▶ **Exercise**: Repeat, word for word, each of the records shown below, without their pictures.

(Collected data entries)
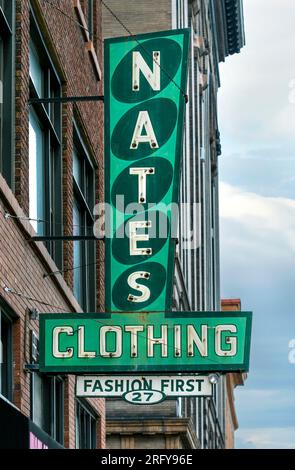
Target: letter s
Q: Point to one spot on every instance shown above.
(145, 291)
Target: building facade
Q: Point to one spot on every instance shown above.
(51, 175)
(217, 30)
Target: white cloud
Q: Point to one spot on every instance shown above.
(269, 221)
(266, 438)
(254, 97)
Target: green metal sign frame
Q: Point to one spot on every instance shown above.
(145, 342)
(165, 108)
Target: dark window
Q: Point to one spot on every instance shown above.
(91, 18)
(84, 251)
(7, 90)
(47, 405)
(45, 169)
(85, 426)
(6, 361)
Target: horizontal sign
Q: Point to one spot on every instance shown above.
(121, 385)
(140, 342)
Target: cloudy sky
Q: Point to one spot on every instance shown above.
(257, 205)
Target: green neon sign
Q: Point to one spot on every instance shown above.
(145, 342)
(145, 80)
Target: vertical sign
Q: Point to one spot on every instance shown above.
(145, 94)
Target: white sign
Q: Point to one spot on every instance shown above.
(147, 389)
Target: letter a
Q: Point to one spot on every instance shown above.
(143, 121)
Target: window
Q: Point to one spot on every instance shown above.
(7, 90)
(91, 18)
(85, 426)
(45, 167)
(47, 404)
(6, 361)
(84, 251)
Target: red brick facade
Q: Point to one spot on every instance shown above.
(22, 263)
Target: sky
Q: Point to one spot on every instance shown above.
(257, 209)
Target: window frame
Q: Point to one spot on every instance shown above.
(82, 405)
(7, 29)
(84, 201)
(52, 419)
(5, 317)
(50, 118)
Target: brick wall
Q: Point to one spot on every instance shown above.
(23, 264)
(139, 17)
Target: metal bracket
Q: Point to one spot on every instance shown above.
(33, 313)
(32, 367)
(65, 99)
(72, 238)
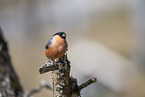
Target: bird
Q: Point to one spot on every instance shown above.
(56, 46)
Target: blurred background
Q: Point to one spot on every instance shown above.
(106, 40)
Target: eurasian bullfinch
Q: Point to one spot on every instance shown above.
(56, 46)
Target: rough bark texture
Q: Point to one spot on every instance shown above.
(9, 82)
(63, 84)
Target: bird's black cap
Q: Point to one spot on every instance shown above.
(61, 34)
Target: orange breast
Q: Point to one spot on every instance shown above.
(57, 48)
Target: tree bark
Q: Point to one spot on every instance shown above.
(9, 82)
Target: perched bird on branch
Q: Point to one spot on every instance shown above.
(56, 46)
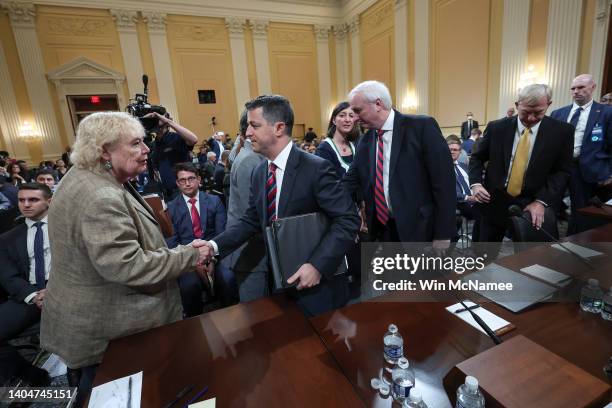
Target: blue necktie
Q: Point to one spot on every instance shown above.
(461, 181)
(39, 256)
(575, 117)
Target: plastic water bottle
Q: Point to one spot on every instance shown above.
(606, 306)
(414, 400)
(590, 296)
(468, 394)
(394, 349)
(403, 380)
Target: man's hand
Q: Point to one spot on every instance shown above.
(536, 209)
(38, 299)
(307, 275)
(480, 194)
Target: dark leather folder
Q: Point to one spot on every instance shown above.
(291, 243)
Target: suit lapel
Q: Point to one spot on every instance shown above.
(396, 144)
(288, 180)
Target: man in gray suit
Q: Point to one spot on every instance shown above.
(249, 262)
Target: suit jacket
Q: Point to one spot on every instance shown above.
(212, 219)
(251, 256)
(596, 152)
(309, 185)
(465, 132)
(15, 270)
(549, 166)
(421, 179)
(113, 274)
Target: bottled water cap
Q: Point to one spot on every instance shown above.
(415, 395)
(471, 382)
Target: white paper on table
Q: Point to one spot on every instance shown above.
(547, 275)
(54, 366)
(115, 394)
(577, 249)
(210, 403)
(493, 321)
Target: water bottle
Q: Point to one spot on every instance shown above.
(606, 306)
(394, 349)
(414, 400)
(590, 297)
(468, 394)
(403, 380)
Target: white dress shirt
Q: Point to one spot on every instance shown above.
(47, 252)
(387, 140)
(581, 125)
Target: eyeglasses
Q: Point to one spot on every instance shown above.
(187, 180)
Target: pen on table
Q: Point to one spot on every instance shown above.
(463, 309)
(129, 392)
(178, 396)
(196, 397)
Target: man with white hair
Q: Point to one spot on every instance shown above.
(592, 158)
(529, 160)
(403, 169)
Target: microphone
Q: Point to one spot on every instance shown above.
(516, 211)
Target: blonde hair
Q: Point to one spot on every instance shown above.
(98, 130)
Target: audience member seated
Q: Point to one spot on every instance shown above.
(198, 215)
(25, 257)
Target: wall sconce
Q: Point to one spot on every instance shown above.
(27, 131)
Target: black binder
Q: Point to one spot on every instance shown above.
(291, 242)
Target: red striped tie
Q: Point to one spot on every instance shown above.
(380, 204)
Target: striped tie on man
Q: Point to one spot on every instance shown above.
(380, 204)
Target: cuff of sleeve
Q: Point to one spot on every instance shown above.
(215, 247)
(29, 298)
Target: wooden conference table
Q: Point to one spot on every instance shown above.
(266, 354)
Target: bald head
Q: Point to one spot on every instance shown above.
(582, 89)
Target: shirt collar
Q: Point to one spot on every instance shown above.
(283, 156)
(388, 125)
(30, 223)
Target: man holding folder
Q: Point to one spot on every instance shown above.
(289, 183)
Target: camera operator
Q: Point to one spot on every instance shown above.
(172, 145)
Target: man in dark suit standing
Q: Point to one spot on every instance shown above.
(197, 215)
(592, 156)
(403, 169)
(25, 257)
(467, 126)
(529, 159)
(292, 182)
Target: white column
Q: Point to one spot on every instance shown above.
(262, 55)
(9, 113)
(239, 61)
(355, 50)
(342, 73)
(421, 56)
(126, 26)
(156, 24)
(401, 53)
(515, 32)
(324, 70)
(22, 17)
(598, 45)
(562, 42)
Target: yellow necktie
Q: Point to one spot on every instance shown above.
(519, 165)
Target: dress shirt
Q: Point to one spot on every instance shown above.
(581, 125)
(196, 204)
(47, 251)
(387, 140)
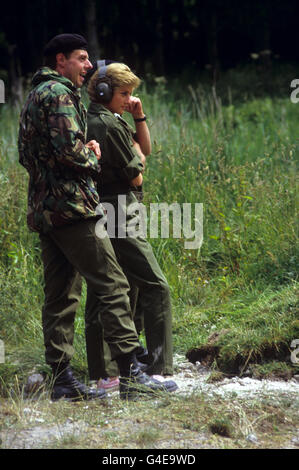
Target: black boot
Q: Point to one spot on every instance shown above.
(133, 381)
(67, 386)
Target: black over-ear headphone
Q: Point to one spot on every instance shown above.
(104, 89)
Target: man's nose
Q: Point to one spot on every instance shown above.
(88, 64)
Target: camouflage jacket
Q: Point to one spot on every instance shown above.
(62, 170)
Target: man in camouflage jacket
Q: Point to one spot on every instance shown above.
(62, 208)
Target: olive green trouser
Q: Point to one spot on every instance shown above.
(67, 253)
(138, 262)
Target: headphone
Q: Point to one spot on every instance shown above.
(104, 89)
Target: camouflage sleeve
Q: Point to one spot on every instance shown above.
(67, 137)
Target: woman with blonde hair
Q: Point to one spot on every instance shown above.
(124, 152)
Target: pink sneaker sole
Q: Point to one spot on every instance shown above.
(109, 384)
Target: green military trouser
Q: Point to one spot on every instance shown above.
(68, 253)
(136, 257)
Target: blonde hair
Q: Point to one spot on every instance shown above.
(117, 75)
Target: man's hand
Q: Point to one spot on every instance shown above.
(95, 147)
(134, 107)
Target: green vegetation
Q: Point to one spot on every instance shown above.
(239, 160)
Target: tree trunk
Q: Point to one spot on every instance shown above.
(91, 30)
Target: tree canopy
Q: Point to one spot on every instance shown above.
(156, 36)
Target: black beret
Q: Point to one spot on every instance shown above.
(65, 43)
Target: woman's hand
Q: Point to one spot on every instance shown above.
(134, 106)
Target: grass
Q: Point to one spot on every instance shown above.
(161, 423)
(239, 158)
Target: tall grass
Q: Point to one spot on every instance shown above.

▶ **Expected answer**:
Target: letter s
Q: Point to one spot on every instance shown above.
(145, 291)
Target: building facade
Q: Point to one spot on every instance shown above.
(51, 175)
(217, 30)
Target: white cloud
Q: Point to one spot on every instance shown above.
(269, 221)
(266, 438)
(254, 97)
Target: green metal sign frame
Q: Point to one spot on every instance shown above.
(145, 342)
(165, 108)
Target: dark window
Q: Point to one spot on every instance shown above.
(91, 18)
(84, 251)
(7, 90)
(47, 405)
(45, 169)
(85, 426)
(6, 361)
Target: horizontal sign
Q: Point to one spot on every instance shown above.
(121, 385)
(140, 342)
Target: cloudy sky
Q: Point to one spot on every instance shown above.
(257, 205)
Target: green neon sign
Q: Point to one spot on every instance shown above.
(145, 342)
(145, 80)
Target: vertical sign
Q: Point to one spot on every instance shown above.
(145, 94)
Target: white sign
Q: Point to one spot on every instance shown above.
(147, 389)
Target: letter a
Q: Point to one spot on every instance shown above.
(143, 121)
Target: window
Q: Point to one spot on every instance shown above.
(7, 90)
(91, 18)
(85, 426)
(45, 167)
(47, 404)
(6, 361)
(84, 251)
Target: red brick facade
Q: Point to one spot on every instance shown above.
(22, 263)
Target: sky
Q: Point to one spot on every instance shown above.
(257, 209)
Target: window frame
Q: Point to one spot on every instance shown above.
(82, 405)
(7, 29)
(84, 201)
(52, 419)
(5, 317)
(50, 118)
Target: brick wall
Q: Point to one spot on every instance shown above.
(23, 264)
(139, 17)
Target: metal bracket
Q: Point to one spot on every instance shown above.
(33, 313)
(32, 367)
(65, 99)
(72, 238)
Target: bird
Q: Point to one spot on every instance shown above.
(56, 46)
Target: blurred background
Q: Point to one spot on every instance shown above.
(106, 40)
Target: eurasian bullfinch
Q: Point to one spot on every instance shown above.
(56, 46)
Target: rough bark texture
Q: Point to one spot on every instance shown above.
(9, 82)
(63, 84)
Target: bird's black cap
Q: Point to one spot on every instance shown above.
(61, 34)
Target: orange breast
Q: Point to one spot on every instance shown above.
(57, 48)
Target: tree bark
Q: Point to one spot on every instance shown above.
(9, 82)
Target: perched bird on branch
Q: Point to one spot on every instance shown above.
(56, 46)
Target: blue necktie
Q: Point to one spot on every instance shown above.
(461, 181)
(39, 256)
(575, 117)
Target: plastic water bottle
Q: Point to one spot on every instance shown above.
(606, 306)
(414, 400)
(590, 296)
(468, 394)
(394, 349)
(403, 380)
Target: man's hand
Q: Point to one spot on every instance shown above.
(536, 209)
(38, 299)
(307, 275)
(480, 194)
Target: dark leather folder
Q: Point to one spot on every instance shown above.
(291, 243)
Target: suit lapel
Q: Point to one spot on every instance shown above.
(396, 144)
(288, 180)
Target: man in gray suit
Q: Point to one spot on every instance shown above.
(249, 262)
Target: suit jacket
Q: Point to one spot on every instance shown above.
(212, 219)
(251, 256)
(596, 152)
(309, 185)
(465, 132)
(15, 270)
(549, 166)
(421, 179)
(113, 274)
Target: bottled water cap
Q: Point to one spot on every instance shown above.
(415, 395)
(471, 382)
Target: white paper on table
Q: Point to one spot on every instance shown above.
(547, 275)
(54, 366)
(115, 394)
(577, 249)
(210, 403)
(493, 321)
Target: water bottle
Q: Point to one spot on every instance shown above.
(606, 306)
(394, 349)
(414, 400)
(590, 297)
(468, 394)
(403, 380)
Target: white dress shirt
Q: Point to one spot on every instance shown above.
(47, 252)
(387, 140)
(581, 125)
Target: eyeglasses
Q: Point to one spot on every instance shown above.
(187, 180)
Target: pen on table
Q: Point to one spot on every instance shown above.
(463, 309)
(129, 392)
(178, 396)
(196, 397)
Target: man with white hair
Q: Point to one spot on every instance shown above.
(592, 158)
(529, 160)
(403, 169)
Target: microphone
Q: Point to one spot on every instance shown above.
(516, 211)
Target: blonde hair
Q: Point to one spot on every instance shown above.
(98, 130)
Target: audience member seated
Q: Point to one spot on every instance shown above.
(198, 215)
(25, 257)
Target: wall sconce
Q: Point to one spot on every instance shown above.
(27, 131)
Target: black binder
Q: Point to one spot on every instance shown above.
(291, 242)
Target: red striped tie
Q: Point to one spot on every instance shown above.
(380, 204)
Target: striped tie on man
Q: Point to one spot on every instance shown above.
(380, 204)
Target: cuff of sleeve
Q: Point to one spot on every instance shown above.
(215, 247)
(29, 298)
Target: wooden conference table
Q: Point to one spot on every instance shown above.
(266, 354)
Target: bald head
Q: Point to one spot on every instance shown above.
(582, 89)
Target: shirt collar
Q: Point to one spot on every instance shown above.
(283, 156)
(388, 125)
(30, 223)
Target: man holding folder
Q: Point to one spot on every instance shown above.
(289, 183)
Target: camera operator
Q: Point to one spot on every instance shown above.
(172, 145)
Target: man in dark suit standing
Q: Point to one spot on every instance shown above.
(197, 215)
(592, 156)
(403, 169)
(25, 257)
(467, 126)
(529, 159)
(292, 182)
Target: white column
Q: Point to one spot on every instance shown above.
(262, 55)
(9, 113)
(239, 61)
(355, 50)
(342, 73)
(421, 56)
(126, 26)
(156, 24)
(401, 53)
(515, 32)
(324, 70)
(22, 17)
(598, 45)
(562, 42)
Target: yellow necktie
Q: Point to one spot on every instance shown above.
(519, 165)
Target: dress shirt
Q: Point to one spot on every instance shown above.
(581, 125)
(196, 204)
(47, 251)
(387, 140)
Target: black boot
Q: Point to one spot on every instance shown above.
(133, 381)
(67, 386)
Target: black over-ear headphone
Q: Point to one spot on every instance shown above.
(104, 89)
Target: man's nose
Q: Point to one spot on every instance shown above.
(88, 64)
Target: camouflage jacket
Q: Point to one spot on every instance shown above.
(62, 170)
Target: man in camouflage jacket
Q: Point to one spot on every instance shown above.
(62, 208)
Target: olive green trouser
Q: Point to one spot on every instance shown above.
(67, 253)
(138, 262)
Target: headphone
Q: Point to one spot on every instance shown above.
(104, 89)
Target: camouflage sleeve
Q: Point to one spot on every instance shown above.
(67, 137)
Target: woman with blonde hair
Q: Point to one spot on every instance shown above.
(124, 152)
Target: pink sneaker sole
Q: Point to one spot on every instance shown above.
(109, 384)
Target: green military trouser
Q: Point to one spot on every instance shown above.
(68, 253)
(136, 257)
Target: blonde hair
Q: Point to one spot on every instance shown above.
(117, 75)
Target: man's hand
Q: Point to one spot on every instance shown above.
(95, 147)
(134, 107)
Target: green vegetation
Q: Point to one spot on every instance shown above.
(239, 160)
Target: tree trunk
Q: Point to one spot on every instance shown above.
(91, 30)
Target: tree canopy
Q: Point to one spot on every instance shown above.
(156, 36)
Target: black beret
Q: Point to one spot on every instance shown above.
(65, 43)
Target: woman's hand
Q: Point to one spot on every instance shown above.
(134, 106)
Target: grass
Q: Point to one spot on every instance shown above.
(161, 423)
(239, 158)
Target: tall grass
Q: Point to one spot on every instance shown above.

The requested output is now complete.